_SHORT TASK_. Report every line of the material below that contains the string "pixels", treating uppercase and lowercase as different.

_MATERIAL SUPPLIED_.
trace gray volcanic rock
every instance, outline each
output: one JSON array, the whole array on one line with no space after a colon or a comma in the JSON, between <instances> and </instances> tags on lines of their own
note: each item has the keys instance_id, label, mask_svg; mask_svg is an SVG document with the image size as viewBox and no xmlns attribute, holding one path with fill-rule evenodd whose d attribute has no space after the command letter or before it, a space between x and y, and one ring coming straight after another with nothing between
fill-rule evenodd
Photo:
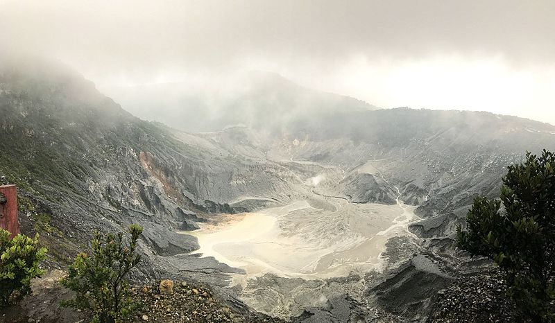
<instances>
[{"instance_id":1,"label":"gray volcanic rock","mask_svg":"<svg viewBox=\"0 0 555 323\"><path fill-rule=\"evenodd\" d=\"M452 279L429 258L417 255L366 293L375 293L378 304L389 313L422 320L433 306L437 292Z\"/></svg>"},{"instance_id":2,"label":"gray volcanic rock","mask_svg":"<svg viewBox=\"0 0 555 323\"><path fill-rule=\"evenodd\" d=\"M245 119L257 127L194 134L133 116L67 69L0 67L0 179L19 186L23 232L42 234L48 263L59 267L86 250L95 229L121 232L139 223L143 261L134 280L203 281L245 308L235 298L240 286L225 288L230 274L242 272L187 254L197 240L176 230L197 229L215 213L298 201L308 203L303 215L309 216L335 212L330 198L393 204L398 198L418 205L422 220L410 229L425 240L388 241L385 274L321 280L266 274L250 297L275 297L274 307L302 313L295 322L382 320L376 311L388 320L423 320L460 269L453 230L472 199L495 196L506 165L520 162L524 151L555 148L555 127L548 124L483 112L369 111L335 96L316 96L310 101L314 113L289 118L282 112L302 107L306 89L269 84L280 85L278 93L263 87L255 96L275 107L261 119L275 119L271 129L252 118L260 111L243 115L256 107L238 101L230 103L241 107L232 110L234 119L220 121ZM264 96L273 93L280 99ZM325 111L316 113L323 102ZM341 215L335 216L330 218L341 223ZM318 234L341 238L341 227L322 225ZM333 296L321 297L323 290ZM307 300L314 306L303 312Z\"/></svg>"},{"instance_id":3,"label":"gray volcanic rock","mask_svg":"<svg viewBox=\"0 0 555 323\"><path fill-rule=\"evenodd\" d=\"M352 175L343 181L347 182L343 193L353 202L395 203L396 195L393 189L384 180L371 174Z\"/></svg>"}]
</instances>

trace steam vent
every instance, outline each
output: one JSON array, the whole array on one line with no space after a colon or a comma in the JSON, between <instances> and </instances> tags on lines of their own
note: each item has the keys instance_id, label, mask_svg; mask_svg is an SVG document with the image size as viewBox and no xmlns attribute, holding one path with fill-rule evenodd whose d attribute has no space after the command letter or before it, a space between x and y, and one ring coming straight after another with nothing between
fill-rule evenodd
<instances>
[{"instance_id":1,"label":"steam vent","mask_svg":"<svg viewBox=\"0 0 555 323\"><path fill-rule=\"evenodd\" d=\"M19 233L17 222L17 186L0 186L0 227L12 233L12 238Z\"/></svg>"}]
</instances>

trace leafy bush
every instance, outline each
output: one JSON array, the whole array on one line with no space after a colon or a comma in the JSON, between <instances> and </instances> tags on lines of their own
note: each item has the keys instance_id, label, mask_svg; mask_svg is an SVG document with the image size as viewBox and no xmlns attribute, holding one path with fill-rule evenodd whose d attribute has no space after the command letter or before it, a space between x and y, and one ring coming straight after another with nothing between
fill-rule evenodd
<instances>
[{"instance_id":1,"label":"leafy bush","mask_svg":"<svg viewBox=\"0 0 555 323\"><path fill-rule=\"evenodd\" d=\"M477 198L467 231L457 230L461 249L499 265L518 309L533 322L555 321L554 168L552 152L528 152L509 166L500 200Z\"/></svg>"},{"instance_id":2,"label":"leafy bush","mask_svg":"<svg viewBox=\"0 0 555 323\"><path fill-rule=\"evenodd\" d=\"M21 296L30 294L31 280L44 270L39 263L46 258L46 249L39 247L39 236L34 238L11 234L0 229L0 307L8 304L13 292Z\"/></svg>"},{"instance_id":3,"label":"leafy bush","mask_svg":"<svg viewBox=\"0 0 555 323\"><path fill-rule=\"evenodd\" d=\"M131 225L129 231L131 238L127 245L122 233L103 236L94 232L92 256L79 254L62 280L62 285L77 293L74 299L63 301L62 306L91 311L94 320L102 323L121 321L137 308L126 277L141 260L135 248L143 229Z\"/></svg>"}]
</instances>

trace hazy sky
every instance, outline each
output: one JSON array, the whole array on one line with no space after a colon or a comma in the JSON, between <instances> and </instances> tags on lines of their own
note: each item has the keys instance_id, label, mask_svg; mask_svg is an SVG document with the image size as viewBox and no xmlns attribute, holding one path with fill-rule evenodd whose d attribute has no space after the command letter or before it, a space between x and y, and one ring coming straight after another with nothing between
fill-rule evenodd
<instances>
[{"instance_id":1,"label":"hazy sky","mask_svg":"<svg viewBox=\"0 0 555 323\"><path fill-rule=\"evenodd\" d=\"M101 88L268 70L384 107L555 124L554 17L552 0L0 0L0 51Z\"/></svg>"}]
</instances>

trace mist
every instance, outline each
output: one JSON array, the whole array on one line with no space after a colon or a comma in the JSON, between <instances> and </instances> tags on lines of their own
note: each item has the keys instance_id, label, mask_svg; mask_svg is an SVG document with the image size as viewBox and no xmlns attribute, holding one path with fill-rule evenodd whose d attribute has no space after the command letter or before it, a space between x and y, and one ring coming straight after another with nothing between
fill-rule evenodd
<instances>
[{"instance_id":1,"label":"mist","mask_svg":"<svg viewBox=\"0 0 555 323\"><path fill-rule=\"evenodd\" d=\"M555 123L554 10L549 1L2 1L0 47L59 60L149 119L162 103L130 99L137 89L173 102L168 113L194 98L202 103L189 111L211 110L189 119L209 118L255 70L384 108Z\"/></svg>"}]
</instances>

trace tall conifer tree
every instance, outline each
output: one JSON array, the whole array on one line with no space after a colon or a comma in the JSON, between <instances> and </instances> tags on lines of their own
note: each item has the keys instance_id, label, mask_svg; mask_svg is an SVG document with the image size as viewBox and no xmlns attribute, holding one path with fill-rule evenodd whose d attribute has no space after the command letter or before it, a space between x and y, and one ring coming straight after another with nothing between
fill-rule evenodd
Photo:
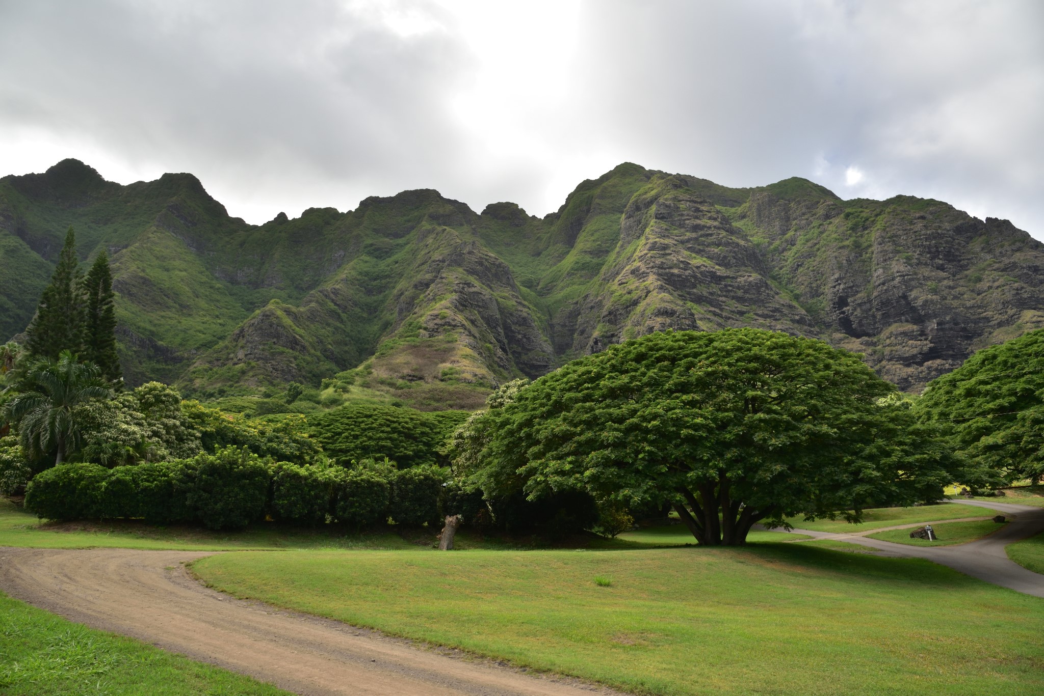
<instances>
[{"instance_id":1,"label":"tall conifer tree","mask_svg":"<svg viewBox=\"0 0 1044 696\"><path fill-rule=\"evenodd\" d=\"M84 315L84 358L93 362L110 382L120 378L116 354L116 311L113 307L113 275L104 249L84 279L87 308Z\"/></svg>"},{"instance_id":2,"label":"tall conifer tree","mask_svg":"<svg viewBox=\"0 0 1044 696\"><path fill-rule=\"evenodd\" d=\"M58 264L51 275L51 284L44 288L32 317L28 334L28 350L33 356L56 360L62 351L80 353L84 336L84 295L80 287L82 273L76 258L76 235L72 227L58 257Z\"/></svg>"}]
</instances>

==

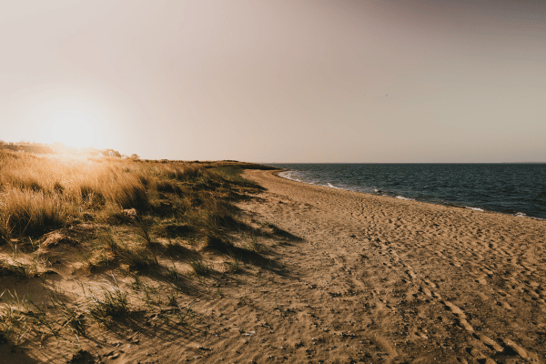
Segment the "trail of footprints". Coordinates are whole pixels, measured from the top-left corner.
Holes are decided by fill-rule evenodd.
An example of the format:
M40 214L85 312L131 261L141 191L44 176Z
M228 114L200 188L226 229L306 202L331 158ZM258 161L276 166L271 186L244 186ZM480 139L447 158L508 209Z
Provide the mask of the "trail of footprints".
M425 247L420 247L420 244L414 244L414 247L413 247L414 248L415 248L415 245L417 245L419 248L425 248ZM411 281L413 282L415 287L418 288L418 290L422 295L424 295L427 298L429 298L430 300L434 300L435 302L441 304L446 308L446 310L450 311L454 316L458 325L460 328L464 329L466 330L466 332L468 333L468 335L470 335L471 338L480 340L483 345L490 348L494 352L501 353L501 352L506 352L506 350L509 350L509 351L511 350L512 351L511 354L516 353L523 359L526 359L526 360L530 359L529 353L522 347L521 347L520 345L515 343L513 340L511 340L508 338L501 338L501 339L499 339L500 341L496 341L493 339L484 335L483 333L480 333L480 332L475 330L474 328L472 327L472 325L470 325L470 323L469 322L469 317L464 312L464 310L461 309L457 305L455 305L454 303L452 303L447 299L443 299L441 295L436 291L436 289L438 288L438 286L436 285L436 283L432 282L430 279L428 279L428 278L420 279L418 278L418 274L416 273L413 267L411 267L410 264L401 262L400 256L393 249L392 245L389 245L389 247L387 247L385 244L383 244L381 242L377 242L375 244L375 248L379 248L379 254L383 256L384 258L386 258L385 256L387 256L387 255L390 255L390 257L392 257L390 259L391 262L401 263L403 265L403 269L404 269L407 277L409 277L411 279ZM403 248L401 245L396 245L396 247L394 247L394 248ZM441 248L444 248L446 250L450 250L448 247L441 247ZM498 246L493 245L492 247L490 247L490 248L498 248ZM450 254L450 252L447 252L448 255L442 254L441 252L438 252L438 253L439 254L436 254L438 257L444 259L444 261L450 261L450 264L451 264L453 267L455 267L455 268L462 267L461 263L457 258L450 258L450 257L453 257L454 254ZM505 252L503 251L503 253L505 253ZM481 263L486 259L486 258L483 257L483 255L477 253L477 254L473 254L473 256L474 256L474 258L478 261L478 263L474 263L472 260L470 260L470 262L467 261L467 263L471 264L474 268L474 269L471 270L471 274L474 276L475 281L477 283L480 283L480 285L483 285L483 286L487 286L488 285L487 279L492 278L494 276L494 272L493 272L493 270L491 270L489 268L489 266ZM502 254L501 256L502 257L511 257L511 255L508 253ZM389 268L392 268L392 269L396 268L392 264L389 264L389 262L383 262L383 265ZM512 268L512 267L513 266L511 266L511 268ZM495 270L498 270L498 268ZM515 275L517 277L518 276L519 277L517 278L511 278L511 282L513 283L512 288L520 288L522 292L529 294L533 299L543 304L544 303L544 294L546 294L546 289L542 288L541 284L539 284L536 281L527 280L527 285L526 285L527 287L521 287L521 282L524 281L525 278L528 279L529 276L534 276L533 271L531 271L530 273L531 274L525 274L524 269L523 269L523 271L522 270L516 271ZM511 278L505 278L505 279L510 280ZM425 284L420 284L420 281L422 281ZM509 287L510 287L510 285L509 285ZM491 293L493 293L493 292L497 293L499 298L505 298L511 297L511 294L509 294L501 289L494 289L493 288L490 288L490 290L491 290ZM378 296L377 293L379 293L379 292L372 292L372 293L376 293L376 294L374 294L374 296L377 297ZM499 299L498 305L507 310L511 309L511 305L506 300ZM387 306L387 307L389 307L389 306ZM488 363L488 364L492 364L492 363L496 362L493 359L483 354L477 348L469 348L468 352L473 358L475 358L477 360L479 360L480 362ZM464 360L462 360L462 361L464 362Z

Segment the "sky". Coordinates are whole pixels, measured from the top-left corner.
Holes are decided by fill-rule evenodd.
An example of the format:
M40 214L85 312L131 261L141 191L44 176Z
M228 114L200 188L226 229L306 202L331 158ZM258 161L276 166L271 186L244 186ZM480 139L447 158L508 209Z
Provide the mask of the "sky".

_TASK ANSWER_.
Segment the "trail of footprints". Coordinates are whole pixels, measured from the top-left corner.
Segment the "sky". Coordinates are whole pixels, measured from the top-left corner.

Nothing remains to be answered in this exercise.